DATASET ENTRIES.
(begin)
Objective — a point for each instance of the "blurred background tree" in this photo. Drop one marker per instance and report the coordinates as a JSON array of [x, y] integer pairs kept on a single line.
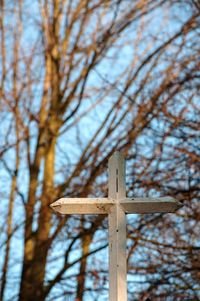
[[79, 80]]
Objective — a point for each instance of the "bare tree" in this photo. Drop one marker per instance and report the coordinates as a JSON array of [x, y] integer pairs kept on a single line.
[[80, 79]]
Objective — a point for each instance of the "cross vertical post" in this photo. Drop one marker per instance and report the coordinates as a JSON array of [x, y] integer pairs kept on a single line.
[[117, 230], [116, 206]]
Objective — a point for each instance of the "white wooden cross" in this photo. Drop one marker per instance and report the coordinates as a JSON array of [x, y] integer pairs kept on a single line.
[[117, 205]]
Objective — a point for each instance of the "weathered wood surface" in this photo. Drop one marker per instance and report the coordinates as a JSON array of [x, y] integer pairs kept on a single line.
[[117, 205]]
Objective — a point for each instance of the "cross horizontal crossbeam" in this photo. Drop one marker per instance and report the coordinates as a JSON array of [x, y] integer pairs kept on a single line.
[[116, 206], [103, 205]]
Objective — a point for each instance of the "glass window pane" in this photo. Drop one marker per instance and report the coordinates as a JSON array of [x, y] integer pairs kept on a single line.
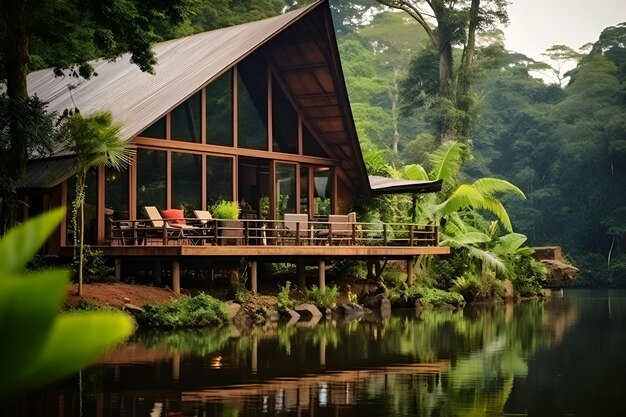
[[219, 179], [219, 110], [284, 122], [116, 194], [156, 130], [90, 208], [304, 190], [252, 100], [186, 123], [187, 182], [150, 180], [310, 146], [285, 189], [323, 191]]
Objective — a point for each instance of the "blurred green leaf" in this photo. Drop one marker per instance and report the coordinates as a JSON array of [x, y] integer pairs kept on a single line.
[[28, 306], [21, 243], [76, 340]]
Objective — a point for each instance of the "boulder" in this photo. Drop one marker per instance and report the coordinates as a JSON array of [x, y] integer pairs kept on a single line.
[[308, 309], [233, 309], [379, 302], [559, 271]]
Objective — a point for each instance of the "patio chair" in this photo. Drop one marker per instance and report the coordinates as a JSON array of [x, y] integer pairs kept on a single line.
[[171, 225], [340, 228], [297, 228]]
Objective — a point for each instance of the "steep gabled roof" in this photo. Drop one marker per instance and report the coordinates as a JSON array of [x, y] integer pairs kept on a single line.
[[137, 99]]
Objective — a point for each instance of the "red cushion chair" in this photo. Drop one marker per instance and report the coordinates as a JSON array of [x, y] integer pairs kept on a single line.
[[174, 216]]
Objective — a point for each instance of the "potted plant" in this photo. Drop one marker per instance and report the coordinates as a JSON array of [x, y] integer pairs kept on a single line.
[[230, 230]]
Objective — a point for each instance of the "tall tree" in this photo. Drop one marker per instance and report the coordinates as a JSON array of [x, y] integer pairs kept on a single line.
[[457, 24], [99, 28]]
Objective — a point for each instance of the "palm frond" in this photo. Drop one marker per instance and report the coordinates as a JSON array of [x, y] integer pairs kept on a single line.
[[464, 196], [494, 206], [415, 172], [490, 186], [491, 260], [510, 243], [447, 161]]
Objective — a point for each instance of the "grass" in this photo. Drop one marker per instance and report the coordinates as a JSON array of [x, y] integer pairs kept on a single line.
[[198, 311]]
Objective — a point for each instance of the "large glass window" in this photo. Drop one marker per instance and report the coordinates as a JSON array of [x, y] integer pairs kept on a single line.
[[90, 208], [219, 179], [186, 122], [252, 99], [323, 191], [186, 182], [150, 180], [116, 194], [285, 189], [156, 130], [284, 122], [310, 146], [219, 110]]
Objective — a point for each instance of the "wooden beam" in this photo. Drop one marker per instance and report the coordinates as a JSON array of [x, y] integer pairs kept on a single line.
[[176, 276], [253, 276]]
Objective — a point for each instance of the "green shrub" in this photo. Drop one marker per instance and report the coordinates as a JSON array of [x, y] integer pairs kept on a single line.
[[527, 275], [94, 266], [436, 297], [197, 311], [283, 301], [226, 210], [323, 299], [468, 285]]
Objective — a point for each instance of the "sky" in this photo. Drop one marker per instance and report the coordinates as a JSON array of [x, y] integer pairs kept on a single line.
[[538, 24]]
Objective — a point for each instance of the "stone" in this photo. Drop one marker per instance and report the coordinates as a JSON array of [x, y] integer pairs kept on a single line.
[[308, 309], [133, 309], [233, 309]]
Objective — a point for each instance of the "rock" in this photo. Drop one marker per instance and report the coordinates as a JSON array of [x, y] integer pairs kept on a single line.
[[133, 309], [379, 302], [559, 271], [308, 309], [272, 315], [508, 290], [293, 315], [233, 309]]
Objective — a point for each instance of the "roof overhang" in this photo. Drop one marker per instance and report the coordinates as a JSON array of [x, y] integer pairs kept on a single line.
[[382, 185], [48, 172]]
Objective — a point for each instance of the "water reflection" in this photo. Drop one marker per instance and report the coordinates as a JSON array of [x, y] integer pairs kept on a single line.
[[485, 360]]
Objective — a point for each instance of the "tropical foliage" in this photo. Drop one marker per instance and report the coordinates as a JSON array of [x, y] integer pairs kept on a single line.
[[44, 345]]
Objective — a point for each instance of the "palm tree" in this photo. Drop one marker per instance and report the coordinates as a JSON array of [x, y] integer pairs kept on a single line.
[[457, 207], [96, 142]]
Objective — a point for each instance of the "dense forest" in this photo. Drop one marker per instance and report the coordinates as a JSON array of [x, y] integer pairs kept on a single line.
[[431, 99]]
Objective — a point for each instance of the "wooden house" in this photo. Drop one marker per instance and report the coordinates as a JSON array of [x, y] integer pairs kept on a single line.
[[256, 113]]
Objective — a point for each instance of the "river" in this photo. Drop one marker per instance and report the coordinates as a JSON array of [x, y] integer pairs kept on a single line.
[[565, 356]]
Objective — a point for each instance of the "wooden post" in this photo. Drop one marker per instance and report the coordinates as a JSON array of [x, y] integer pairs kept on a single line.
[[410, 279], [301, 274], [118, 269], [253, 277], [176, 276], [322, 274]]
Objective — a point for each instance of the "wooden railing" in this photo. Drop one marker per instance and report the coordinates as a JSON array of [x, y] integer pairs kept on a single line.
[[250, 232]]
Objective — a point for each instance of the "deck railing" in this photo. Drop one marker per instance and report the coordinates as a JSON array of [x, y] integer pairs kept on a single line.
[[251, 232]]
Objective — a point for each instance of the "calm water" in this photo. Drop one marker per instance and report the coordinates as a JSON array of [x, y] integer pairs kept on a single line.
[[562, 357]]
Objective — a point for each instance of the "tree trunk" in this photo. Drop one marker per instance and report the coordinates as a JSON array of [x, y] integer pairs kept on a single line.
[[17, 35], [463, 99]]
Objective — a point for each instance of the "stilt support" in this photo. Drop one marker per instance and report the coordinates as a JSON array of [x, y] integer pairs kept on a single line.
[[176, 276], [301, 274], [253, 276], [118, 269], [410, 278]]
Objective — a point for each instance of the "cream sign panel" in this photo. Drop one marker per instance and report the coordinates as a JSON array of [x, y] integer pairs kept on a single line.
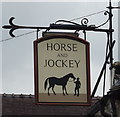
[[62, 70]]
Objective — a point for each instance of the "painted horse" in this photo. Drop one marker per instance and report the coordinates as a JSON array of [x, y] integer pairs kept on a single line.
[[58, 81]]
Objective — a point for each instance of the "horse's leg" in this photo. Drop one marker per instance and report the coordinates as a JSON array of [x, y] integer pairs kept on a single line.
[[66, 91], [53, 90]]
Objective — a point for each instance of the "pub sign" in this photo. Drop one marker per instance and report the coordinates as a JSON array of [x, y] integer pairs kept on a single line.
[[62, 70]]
(end)
Pick out each line of the listing above that contains the word "post" and copy those lines in full.

Objective — a point for each instance of the "cross vertical post" in this photo. Drop one marker per instance and report the coordinates as a JSON array of [x, y] integer pairs kept on a single line.
Objective — a point for each instance of the "wooden post" in this photo. Drop one marker per instance and report the coordinates as a JSON array of [x, y] integer pairs kept on a single line.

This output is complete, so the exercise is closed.